__RECORDS SUPPLIED__:
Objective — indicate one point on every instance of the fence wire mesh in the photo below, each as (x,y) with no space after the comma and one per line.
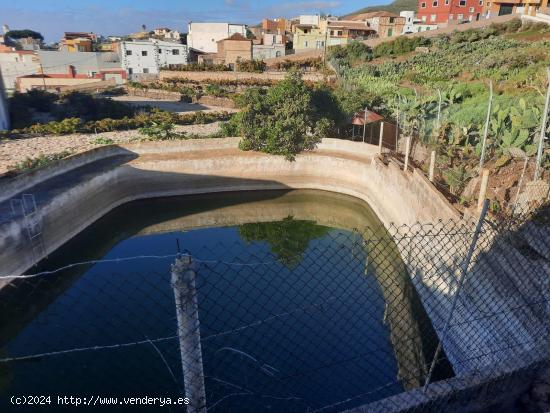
(351,320)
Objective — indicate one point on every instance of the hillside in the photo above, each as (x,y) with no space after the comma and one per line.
(394,7)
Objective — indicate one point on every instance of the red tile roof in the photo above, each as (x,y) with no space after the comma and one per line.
(365,16)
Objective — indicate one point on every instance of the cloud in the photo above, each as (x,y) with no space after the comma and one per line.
(53,21)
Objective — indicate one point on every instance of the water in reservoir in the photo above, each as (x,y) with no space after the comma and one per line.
(293,310)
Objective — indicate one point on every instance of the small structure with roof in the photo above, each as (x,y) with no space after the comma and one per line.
(386,24)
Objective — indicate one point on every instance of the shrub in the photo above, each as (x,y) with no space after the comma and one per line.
(400,45)
(63,127)
(215,90)
(160,131)
(103,141)
(281,121)
(198,67)
(29,164)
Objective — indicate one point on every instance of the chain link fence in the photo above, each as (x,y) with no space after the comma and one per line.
(431,317)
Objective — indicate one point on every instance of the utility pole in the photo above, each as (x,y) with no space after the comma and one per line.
(187,314)
(542,129)
(326,47)
(43,78)
(365,124)
(439,110)
(486,130)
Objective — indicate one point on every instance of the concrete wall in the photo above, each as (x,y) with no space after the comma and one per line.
(25,84)
(235,76)
(206,166)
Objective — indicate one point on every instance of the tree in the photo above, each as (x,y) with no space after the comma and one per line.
(22,34)
(282,120)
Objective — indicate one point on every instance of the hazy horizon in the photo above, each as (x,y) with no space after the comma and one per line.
(53,17)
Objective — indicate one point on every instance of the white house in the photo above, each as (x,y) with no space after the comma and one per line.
(168,34)
(15,63)
(204,36)
(409,21)
(149,56)
(414,25)
(310,20)
(272,46)
(4,114)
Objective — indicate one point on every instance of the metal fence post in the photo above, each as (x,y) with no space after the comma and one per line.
(432,167)
(187,312)
(483,188)
(486,129)
(381,139)
(463,273)
(365,125)
(520,183)
(542,129)
(407,151)
(439,103)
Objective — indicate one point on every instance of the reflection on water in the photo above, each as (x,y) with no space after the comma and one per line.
(288,239)
(283,308)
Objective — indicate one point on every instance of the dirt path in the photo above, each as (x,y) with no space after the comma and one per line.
(170,105)
(16,150)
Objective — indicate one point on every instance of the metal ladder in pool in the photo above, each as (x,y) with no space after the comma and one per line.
(25,207)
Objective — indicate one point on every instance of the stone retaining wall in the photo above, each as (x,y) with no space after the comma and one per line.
(204,76)
(206,166)
(155,94)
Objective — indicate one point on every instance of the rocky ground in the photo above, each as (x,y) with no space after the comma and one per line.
(16,150)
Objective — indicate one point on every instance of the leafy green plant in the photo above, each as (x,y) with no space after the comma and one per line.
(456,177)
(281,120)
(103,141)
(160,132)
(40,161)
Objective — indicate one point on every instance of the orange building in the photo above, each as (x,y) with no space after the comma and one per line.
(277,26)
(500,8)
(78,42)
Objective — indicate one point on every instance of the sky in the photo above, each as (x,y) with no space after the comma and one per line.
(115,17)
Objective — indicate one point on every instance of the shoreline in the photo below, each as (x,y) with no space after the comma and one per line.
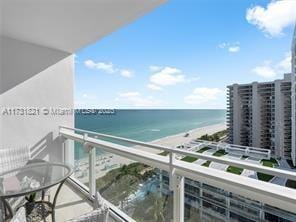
(178,139)
(108,161)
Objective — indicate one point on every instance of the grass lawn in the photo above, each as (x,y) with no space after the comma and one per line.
(291,184)
(264,177)
(203,149)
(220,153)
(235,170)
(206,164)
(189,159)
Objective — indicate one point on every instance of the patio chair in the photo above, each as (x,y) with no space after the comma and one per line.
(11,159)
(100,214)
(20,215)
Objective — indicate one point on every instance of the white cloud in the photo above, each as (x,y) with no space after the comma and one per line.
(234,49)
(167,76)
(135,99)
(108,68)
(274,18)
(231,47)
(265,71)
(155,68)
(203,95)
(126,73)
(154,87)
(270,70)
(285,65)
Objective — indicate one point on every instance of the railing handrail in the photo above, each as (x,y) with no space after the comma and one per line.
(271,194)
(238,163)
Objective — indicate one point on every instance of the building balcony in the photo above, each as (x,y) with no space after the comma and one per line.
(175,170)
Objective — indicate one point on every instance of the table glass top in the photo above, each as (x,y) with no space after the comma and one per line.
(31,178)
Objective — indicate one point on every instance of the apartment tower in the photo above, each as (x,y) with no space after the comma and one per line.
(264,114)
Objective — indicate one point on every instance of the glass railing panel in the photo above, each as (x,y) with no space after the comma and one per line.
(209,203)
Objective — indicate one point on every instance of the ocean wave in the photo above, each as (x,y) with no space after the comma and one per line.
(155,130)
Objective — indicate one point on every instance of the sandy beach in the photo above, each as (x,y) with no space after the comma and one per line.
(178,139)
(108,161)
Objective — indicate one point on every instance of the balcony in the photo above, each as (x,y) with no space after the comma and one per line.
(170,173)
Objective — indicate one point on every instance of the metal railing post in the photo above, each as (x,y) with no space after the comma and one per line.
(178,198)
(172,172)
(91,170)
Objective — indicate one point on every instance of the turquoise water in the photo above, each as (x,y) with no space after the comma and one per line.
(147,125)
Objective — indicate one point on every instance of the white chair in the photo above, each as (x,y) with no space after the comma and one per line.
(20,215)
(100,214)
(15,158)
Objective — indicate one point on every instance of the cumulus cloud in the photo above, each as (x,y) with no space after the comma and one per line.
(203,95)
(155,68)
(270,70)
(135,99)
(167,76)
(231,47)
(154,87)
(108,67)
(126,73)
(274,18)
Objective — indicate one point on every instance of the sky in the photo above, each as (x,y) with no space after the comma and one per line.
(183,54)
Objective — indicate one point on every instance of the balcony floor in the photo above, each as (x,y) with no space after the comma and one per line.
(70,203)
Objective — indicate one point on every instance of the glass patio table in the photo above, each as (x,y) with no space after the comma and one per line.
(32,178)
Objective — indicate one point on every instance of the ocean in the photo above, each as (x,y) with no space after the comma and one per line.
(147,125)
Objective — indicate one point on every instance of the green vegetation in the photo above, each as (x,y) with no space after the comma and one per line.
(189,159)
(264,177)
(235,170)
(291,184)
(154,207)
(290,162)
(214,137)
(118,184)
(203,149)
(220,153)
(206,164)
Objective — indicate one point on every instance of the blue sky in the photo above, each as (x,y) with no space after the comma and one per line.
(184,54)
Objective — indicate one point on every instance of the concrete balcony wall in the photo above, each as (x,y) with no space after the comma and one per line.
(34,76)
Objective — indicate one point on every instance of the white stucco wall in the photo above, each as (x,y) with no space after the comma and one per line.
(35,76)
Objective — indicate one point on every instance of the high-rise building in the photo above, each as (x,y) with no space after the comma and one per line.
(264,114)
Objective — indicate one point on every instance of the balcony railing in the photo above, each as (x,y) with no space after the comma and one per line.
(266,193)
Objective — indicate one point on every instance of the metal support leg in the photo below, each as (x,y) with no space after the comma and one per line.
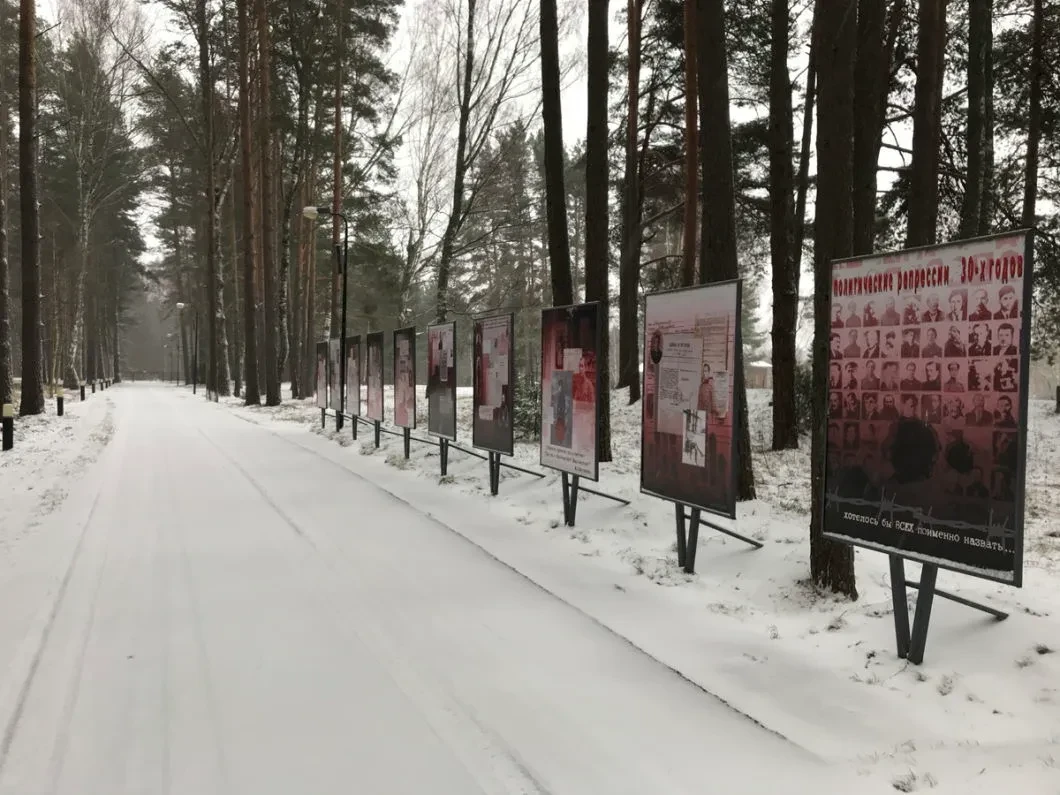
(494,474)
(693,541)
(899,603)
(678,511)
(922,618)
(569,498)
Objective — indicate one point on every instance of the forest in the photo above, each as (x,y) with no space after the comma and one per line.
(168,148)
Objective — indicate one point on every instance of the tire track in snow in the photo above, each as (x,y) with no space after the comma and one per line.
(435,698)
(675,671)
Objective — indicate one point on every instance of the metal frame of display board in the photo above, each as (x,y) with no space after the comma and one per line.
(687,525)
(911,642)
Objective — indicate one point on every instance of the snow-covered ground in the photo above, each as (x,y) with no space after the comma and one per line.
(982,712)
(240,615)
(161,628)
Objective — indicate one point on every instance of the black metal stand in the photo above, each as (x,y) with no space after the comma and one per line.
(688,539)
(569,498)
(494,473)
(911,645)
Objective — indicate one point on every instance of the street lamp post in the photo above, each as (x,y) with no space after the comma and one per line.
(343,262)
(182,306)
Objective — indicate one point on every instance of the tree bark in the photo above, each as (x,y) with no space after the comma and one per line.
(33,387)
(979,47)
(268,208)
(802,180)
(872,78)
(215,284)
(785,266)
(691,149)
(459,175)
(337,178)
(629,280)
(718,253)
(1034,123)
(555,195)
(922,206)
(831,564)
(6,374)
(252,396)
(596,206)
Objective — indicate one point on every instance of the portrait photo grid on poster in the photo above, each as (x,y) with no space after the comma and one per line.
(374,372)
(691,355)
(334,366)
(925,404)
(353,376)
(494,384)
(321,375)
(569,387)
(442,381)
(404,352)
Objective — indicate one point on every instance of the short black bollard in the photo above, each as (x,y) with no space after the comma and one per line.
(9,426)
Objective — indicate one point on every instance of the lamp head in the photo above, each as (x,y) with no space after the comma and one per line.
(314,212)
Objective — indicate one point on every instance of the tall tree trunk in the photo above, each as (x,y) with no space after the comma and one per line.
(922,228)
(831,564)
(872,77)
(555,194)
(718,254)
(986,204)
(460,173)
(33,387)
(267,209)
(214,285)
(979,40)
(691,149)
(337,179)
(629,279)
(802,180)
(596,205)
(252,396)
(6,374)
(785,267)
(1034,118)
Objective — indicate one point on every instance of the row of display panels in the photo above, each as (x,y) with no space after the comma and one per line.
(926,400)
(691,357)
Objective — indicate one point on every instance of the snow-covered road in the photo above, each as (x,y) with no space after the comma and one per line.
(242,615)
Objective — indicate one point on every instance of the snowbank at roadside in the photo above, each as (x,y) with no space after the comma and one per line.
(982,711)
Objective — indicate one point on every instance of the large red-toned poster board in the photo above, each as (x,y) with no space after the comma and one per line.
(928,404)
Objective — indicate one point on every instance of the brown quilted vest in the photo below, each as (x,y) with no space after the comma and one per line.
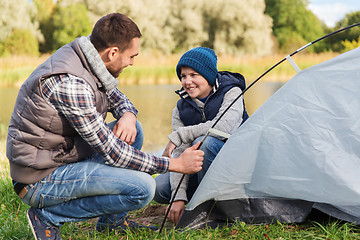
(39,139)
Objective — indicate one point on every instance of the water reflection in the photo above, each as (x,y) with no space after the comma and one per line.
(155,104)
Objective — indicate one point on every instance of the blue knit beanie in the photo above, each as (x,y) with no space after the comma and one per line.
(202,60)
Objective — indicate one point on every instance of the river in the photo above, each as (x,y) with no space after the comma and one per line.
(155,104)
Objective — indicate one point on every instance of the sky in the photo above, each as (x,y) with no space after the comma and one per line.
(331,11)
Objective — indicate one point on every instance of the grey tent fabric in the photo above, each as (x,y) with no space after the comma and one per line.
(302,144)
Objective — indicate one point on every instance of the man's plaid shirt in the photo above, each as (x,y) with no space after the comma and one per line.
(73,98)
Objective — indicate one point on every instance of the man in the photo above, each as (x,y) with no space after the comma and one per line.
(65,161)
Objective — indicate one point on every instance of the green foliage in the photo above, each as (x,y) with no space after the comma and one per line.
(18,21)
(349,45)
(21,42)
(293,24)
(67,23)
(337,41)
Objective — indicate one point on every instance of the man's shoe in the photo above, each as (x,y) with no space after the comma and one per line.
(40,230)
(122,226)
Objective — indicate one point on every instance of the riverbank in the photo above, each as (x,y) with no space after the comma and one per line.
(151,69)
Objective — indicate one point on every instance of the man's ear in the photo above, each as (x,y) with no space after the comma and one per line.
(112,53)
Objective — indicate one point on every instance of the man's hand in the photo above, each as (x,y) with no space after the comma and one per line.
(125,128)
(169,149)
(189,162)
(177,209)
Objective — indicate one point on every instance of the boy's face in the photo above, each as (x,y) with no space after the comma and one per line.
(194,84)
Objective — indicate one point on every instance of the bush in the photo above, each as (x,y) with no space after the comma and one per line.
(20,42)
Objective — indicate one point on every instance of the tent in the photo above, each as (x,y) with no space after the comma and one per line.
(298,152)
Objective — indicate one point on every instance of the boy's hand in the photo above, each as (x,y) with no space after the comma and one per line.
(169,149)
(189,162)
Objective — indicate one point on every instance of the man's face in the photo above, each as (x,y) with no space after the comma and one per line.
(121,60)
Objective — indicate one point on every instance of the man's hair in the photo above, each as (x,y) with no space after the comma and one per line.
(114,30)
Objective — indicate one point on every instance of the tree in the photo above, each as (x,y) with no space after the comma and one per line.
(20,42)
(293,24)
(341,41)
(45,10)
(68,23)
(226,26)
(17,19)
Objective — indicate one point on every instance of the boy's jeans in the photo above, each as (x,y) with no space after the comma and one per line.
(210,147)
(89,189)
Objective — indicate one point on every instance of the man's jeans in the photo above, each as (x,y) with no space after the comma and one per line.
(89,189)
(210,147)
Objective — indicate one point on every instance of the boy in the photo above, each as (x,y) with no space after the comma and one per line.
(204,96)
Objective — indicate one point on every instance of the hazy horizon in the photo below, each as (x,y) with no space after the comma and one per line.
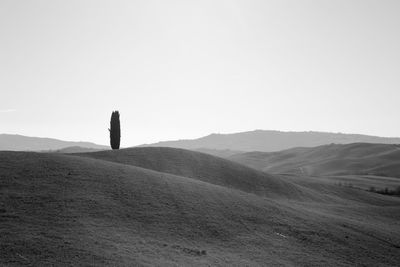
(186,69)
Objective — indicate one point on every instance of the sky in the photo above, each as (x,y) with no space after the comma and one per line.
(185,69)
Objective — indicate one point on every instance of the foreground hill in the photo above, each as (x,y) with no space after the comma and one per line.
(268,141)
(14,142)
(73,210)
(350,159)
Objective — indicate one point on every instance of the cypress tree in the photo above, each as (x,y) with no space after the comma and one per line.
(115,130)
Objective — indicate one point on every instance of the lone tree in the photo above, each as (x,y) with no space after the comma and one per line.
(115,130)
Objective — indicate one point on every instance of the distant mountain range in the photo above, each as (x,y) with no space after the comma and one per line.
(348,159)
(222,145)
(270,141)
(25,143)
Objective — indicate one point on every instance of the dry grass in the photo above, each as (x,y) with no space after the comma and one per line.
(73,210)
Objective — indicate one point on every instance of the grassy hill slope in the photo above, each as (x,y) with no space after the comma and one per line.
(203,167)
(70,210)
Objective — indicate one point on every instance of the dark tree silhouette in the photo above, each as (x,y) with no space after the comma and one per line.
(115,130)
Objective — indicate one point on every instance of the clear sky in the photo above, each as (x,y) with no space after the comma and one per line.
(184,69)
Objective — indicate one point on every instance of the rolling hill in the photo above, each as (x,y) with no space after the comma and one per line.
(171,207)
(14,142)
(269,141)
(349,159)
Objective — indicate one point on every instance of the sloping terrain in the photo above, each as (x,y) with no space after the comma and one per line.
(269,141)
(350,159)
(15,142)
(75,210)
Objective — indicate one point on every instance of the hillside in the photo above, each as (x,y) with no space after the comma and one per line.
(269,141)
(14,142)
(349,159)
(75,210)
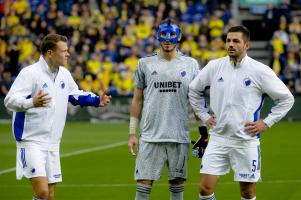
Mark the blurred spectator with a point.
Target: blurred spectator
(5, 83)
(269, 21)
(108, 37)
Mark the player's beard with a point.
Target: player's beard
(171, 47)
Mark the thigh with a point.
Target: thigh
(247, 190)
(246, 164)
(215, 160)
(31, 162)
(150, 161)
(53, 167)
(177, 159)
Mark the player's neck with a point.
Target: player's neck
(236, 60)
(169, 55)
(52, 66)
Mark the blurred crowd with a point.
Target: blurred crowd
(106, 38)
(284, 33)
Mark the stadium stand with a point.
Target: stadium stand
(108, 37)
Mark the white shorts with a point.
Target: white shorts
(244, 160)
(152, 157)
(34, 162)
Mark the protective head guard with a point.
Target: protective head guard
(169, 32)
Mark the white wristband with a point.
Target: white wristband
(133, 125)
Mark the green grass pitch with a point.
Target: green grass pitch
(96, 165)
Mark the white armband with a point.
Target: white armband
(133, 125)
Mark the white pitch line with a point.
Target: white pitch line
(134, 184)
(74, 153)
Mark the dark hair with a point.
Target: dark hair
(242, 29)
(49, 42)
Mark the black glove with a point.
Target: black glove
(200, 145)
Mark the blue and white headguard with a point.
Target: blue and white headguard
(168, 29)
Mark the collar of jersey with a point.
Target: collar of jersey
(46, 67)
(238, 65)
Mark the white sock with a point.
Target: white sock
(176, 192)
(210, 197)
(143, 191)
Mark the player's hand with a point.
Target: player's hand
(105, 99)
(253, 128)
(211, 121)
(42, 99)
(200, 145)
(132, 144)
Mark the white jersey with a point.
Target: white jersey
(237, 94)
(165, 103)
(43, 126)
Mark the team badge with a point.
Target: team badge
(62, 84)
(45, 86)
(183, 73)
(247, 82)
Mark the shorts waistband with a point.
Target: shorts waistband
(225, 141)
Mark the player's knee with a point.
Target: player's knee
(146, 182)
(205, 189)
(41, 194)
(248, 190)
(177, 181)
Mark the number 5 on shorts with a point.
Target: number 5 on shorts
(254, 165)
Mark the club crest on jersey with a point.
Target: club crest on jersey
(44, 86)
(183, 73)
(62, 84)
(247, 82)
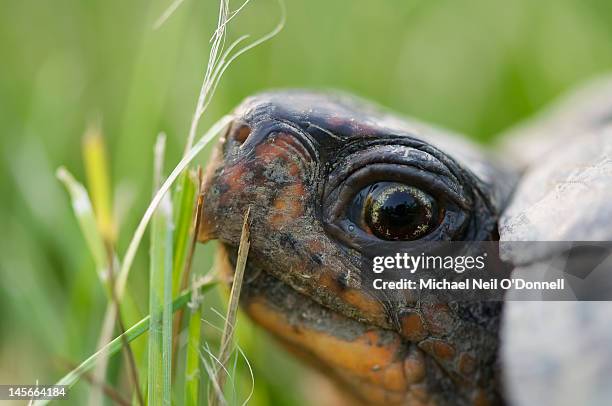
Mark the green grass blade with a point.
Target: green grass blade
(192, 363)
(183, 202)
(201, 285)
(83, 211)
(180, 167)
(160, 295)
(96, 168)
(229, 328)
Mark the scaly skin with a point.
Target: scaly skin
(296, 158)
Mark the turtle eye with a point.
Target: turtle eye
(394, 211)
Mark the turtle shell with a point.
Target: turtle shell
(559, 353)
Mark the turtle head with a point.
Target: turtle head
(331, 182)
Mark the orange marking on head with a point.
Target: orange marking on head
(368, 359)
(288, 205)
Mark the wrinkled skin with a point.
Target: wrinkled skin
(297, 159)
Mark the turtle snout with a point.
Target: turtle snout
(265, 167)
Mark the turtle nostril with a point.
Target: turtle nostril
(242, 133)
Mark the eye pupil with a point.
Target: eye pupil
(395, 211)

__WHAT YOU SHOULD DO__:
Output the line that contains "Mark the turtle head with a point.", followed by every later line in the listing, with no line omitted and none added.

__THE COMPLETED TASK__:
Mark the turtle head with a point.
Target: turtle head
(331, 182)
Mark the orange marking on head with a point.
Target: orange marking on head
(368, 359)
(288, 205)
Mark the wrinkled skin with a point.
Target: wrinkled skin
(297, 159)
Mark the turtle snout with a point.
Target: turtle snout
(265, 167)
Mark the turtle nostril with a point.
Target: turtle nostril
(242, 133)
Mark the eye pupil with a point.
Target: eye pupil
(395, 211)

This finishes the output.